>>>>

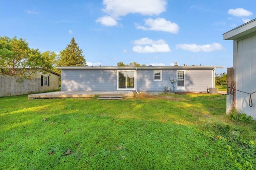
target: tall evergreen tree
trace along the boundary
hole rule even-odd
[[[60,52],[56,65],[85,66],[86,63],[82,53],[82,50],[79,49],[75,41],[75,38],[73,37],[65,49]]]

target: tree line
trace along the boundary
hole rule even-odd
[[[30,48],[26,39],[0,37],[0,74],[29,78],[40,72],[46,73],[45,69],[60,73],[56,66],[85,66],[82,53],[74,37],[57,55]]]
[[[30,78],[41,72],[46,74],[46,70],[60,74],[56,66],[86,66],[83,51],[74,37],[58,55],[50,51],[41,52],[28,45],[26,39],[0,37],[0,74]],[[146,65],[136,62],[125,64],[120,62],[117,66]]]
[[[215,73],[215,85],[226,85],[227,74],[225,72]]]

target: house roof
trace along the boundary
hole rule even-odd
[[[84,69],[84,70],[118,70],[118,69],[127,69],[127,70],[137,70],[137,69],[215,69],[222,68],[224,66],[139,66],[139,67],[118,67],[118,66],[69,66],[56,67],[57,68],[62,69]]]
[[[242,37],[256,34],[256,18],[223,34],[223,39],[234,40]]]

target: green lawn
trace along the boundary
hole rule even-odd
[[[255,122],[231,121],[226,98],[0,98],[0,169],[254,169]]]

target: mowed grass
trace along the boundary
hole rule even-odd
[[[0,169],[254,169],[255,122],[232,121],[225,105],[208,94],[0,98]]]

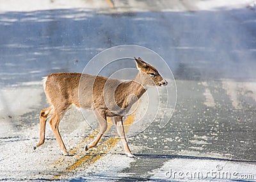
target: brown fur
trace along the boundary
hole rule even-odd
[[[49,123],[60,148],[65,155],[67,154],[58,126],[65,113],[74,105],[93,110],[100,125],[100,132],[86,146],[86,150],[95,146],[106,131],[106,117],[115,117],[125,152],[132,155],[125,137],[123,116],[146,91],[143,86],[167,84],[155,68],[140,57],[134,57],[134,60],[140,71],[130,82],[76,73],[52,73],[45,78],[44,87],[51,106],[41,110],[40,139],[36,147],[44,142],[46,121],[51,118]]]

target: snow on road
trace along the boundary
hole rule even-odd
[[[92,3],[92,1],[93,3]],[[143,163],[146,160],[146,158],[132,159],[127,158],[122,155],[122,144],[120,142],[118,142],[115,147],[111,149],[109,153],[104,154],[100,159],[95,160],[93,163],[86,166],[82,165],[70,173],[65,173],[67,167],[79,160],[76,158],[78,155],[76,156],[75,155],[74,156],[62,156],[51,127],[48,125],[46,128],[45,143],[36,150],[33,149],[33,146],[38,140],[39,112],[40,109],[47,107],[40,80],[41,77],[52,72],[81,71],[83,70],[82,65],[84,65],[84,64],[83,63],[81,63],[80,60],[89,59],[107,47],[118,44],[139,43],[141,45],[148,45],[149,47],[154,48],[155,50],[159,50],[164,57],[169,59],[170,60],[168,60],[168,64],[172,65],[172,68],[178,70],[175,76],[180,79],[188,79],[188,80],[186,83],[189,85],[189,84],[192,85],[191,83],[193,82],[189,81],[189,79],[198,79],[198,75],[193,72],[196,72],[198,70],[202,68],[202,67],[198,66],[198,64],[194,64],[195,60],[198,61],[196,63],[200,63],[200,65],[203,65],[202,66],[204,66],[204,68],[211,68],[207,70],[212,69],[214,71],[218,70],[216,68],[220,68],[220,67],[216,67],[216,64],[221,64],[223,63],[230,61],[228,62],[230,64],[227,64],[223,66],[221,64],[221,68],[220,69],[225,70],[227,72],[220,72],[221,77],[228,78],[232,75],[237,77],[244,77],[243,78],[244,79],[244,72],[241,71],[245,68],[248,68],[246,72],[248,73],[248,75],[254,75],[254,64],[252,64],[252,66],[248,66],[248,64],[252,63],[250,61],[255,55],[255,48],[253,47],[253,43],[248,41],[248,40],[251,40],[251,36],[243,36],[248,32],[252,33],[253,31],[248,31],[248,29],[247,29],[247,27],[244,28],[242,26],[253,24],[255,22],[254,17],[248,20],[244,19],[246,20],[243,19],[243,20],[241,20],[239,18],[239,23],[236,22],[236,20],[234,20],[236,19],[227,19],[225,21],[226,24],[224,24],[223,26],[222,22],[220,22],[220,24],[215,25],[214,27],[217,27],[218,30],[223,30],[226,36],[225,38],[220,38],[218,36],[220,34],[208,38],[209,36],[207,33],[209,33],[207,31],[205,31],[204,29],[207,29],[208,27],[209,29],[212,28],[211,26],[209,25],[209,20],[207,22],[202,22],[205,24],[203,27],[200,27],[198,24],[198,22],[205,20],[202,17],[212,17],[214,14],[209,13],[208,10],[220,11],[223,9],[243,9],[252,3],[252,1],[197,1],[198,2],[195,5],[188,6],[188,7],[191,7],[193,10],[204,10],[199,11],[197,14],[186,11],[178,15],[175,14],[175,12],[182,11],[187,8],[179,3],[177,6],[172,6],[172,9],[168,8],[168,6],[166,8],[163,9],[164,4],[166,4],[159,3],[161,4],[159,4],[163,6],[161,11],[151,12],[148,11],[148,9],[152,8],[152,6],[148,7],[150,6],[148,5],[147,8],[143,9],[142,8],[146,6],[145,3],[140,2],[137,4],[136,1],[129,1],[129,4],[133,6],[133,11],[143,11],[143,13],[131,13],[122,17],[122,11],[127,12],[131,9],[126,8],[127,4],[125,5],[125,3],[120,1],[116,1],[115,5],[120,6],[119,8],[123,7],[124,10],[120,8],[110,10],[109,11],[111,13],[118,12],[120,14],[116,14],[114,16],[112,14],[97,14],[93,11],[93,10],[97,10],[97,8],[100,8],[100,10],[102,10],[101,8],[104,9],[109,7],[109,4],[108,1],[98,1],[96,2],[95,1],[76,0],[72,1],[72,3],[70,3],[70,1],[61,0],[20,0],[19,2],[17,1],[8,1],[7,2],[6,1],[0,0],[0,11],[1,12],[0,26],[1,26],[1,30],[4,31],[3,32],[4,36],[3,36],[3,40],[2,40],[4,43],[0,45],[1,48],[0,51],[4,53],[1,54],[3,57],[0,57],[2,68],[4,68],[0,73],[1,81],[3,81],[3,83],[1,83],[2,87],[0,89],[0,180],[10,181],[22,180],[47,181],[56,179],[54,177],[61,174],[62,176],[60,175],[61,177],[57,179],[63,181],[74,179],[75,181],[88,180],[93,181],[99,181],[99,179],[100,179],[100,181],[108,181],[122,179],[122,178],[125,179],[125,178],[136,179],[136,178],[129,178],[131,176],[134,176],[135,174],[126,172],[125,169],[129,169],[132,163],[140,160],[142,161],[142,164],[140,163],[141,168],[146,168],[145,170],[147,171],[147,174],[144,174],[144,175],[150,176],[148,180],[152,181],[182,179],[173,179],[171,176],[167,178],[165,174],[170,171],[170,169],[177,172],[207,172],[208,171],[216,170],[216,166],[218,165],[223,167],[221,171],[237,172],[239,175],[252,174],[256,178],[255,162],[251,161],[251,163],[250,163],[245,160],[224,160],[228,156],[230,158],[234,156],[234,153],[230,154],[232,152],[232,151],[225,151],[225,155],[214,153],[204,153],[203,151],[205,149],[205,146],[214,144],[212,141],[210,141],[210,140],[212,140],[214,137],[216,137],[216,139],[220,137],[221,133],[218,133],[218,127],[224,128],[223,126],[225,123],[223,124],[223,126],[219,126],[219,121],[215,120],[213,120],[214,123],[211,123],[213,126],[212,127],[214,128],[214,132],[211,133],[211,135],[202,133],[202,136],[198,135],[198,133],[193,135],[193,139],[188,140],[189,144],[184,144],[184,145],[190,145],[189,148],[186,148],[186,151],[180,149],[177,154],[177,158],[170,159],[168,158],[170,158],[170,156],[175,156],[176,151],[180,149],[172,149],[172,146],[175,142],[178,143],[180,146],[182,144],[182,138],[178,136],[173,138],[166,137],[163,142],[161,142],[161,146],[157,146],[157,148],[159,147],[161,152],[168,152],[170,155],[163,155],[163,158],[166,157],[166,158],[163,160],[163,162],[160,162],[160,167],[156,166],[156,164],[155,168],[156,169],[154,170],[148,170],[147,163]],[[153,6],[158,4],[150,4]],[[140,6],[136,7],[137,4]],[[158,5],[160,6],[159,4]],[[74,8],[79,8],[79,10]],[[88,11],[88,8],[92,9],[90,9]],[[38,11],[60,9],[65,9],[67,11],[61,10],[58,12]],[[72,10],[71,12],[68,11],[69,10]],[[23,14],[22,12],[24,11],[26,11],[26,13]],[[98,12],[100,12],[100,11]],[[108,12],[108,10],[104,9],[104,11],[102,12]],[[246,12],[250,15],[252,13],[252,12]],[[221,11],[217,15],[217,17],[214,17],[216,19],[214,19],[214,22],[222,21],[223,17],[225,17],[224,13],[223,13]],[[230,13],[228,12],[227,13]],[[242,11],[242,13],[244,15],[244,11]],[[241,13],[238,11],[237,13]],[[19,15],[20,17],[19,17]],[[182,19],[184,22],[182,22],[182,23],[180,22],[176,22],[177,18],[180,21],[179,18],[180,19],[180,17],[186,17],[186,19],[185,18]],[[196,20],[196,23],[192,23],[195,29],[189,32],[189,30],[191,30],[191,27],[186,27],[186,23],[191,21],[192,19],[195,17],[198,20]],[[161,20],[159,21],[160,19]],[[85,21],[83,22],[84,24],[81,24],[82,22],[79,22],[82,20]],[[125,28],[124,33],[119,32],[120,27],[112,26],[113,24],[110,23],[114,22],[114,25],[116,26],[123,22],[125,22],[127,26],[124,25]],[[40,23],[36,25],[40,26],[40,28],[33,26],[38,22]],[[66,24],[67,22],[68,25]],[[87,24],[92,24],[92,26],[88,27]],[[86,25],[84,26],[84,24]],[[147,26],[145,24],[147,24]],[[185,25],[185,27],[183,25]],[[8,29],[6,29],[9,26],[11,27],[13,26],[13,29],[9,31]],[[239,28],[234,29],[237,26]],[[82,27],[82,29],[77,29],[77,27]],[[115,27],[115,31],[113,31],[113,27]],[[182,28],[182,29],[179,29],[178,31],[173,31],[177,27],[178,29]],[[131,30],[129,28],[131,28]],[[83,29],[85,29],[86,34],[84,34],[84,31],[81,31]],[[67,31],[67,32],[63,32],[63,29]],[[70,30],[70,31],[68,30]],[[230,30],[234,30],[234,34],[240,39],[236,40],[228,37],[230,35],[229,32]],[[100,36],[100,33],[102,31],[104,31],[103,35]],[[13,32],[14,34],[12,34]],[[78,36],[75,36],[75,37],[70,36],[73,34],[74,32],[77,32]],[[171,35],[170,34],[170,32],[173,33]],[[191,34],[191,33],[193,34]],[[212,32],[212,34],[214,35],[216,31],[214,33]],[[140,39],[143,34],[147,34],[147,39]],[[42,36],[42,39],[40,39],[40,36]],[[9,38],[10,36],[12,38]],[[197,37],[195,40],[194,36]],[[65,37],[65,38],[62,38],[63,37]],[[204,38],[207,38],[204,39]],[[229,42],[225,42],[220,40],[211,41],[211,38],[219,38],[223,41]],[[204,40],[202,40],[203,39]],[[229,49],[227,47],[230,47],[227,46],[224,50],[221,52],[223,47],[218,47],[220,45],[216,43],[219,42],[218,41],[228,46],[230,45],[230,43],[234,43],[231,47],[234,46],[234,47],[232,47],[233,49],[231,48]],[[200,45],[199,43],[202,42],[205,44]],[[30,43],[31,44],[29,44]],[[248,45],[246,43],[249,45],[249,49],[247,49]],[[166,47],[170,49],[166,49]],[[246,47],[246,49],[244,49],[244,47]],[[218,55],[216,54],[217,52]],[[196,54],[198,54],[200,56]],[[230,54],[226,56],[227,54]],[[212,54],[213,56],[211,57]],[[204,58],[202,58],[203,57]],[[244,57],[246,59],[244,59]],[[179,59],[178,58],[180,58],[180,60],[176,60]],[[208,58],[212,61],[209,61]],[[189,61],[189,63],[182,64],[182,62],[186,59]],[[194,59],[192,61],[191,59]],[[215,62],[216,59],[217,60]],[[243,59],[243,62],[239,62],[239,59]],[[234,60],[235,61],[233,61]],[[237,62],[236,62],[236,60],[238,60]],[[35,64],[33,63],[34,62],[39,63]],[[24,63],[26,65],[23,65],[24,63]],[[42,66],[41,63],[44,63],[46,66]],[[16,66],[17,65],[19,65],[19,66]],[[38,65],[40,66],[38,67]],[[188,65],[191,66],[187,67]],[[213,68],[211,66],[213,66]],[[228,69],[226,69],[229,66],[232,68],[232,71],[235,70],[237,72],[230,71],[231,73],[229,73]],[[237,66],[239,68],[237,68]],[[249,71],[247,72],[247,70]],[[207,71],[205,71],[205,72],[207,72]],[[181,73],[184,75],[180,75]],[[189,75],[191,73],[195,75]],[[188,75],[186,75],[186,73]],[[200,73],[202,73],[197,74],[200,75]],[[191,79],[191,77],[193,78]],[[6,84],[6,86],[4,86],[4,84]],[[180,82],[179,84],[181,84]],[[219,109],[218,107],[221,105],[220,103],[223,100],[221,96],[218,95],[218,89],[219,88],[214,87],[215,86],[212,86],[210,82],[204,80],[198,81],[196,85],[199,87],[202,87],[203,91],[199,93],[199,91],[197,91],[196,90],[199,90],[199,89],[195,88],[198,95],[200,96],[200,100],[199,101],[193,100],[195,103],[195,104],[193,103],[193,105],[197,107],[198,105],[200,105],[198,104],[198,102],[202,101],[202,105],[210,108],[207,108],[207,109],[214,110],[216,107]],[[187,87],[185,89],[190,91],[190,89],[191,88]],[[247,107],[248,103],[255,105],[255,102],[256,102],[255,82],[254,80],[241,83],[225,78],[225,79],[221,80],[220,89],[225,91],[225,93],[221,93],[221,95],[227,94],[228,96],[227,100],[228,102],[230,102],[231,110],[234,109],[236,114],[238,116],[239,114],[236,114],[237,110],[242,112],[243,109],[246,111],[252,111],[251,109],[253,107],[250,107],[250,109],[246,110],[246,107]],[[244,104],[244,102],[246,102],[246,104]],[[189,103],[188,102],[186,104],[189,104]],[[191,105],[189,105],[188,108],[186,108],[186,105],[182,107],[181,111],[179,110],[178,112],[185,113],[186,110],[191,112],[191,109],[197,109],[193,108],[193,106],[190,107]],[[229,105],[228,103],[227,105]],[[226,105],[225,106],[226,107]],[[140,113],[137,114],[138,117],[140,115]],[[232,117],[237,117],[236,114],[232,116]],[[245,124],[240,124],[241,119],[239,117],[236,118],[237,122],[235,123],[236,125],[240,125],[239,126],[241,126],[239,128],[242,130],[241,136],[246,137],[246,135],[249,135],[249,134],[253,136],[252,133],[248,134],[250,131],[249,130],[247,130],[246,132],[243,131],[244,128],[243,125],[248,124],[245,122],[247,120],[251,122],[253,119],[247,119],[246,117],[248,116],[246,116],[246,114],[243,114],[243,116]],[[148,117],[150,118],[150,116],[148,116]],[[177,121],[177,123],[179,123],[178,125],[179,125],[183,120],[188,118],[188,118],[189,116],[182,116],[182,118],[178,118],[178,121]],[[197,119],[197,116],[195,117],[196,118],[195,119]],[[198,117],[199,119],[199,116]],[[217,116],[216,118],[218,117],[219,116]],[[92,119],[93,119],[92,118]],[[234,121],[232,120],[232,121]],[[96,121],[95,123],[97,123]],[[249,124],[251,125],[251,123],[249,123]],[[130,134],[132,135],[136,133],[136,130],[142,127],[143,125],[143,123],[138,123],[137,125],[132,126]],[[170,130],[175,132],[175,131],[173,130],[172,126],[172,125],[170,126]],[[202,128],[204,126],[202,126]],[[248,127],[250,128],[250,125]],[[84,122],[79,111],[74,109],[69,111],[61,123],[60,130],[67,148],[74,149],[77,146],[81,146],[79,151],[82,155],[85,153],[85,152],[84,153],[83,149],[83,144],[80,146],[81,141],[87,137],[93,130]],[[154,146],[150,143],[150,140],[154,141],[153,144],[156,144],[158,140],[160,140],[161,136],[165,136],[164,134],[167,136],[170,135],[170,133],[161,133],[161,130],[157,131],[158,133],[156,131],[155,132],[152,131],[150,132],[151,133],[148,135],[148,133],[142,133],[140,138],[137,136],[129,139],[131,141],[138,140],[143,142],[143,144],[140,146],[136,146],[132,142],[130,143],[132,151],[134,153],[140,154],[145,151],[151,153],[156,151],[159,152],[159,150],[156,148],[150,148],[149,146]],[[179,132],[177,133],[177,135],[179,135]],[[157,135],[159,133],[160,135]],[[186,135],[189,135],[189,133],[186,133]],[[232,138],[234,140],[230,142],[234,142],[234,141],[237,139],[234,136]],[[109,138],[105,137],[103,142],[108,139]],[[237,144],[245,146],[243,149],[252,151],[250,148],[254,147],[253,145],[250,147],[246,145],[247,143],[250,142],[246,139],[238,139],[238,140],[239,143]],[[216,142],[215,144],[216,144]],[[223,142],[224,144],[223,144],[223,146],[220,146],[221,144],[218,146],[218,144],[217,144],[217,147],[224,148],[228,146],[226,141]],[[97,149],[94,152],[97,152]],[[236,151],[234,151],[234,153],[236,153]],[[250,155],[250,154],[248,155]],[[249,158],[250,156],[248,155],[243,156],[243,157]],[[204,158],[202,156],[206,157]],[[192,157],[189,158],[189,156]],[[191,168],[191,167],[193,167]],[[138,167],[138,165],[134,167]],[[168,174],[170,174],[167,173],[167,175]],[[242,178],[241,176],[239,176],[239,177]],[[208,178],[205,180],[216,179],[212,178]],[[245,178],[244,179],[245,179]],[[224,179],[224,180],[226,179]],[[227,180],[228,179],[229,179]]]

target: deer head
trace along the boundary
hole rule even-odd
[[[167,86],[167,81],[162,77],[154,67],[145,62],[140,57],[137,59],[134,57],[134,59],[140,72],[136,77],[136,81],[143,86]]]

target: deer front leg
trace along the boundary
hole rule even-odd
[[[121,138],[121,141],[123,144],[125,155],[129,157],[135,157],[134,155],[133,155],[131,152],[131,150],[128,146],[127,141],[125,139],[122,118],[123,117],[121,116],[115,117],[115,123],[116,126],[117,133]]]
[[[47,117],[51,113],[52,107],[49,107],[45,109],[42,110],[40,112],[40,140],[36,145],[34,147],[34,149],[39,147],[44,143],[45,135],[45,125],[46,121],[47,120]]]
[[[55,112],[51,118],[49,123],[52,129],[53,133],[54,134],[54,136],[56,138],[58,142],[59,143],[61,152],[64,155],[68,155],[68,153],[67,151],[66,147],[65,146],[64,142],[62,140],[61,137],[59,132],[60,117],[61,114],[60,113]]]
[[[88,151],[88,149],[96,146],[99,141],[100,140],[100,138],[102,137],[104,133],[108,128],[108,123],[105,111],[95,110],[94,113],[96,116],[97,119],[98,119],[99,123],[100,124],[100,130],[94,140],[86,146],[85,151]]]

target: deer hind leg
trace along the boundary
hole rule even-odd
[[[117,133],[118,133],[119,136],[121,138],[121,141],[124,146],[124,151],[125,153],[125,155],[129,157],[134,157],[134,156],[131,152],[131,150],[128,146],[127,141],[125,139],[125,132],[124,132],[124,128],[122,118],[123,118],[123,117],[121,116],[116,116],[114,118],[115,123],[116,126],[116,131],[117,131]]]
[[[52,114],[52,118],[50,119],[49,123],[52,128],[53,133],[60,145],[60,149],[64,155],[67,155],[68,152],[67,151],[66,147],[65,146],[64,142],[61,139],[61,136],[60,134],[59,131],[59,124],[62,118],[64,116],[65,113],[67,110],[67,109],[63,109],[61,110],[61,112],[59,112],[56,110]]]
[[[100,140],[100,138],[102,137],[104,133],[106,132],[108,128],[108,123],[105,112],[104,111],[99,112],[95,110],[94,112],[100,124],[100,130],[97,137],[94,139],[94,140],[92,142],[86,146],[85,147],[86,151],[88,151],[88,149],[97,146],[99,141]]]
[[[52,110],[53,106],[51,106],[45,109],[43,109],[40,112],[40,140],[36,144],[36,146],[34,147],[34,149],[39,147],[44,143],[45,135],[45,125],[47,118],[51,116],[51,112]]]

<<<<

Given problem: Convert the material, starting at its beginning and going on through the line with "[[[215,73],[215,85],[226,85],[227,74],[225,72]]]", into a JSON list of strings with one string per line. Omit blank lines and leave the pictures out.

Worked answer:
[
  "target: tall evergreen tree",
  "trace along the boundary",
  "hole rule even-odd",
  "[[[60,52],[56,65],[85,66],[86,63],[82,53],[82,50],[79,49],[75,41],[75,38],[73,37],[65,49]]]",
  "target: tree line",
  "trace along the boundary",
  "hole rule even-odd",
  "[[[30,48],[26,39],[0,37],[0,74],[29,78],[40,72],[46,73],[45,69],[60,73],[56,66],[85,66],[82,53],[74,37],[57,55]]]",
  "[[[30,78],[41,72],[46,74],[46,70],[60,74],[56,66],[86,66],[83,51],[74,37],[58,55],[50,51],[41,52],[28,45],[26,39],[0,37],[0,74]],[[146,65],[136,62],[125,64],[120,62],[117,66]]]",
  "[[[215,73],[215,85],[226,85],[227,74],[225,72]]]"
]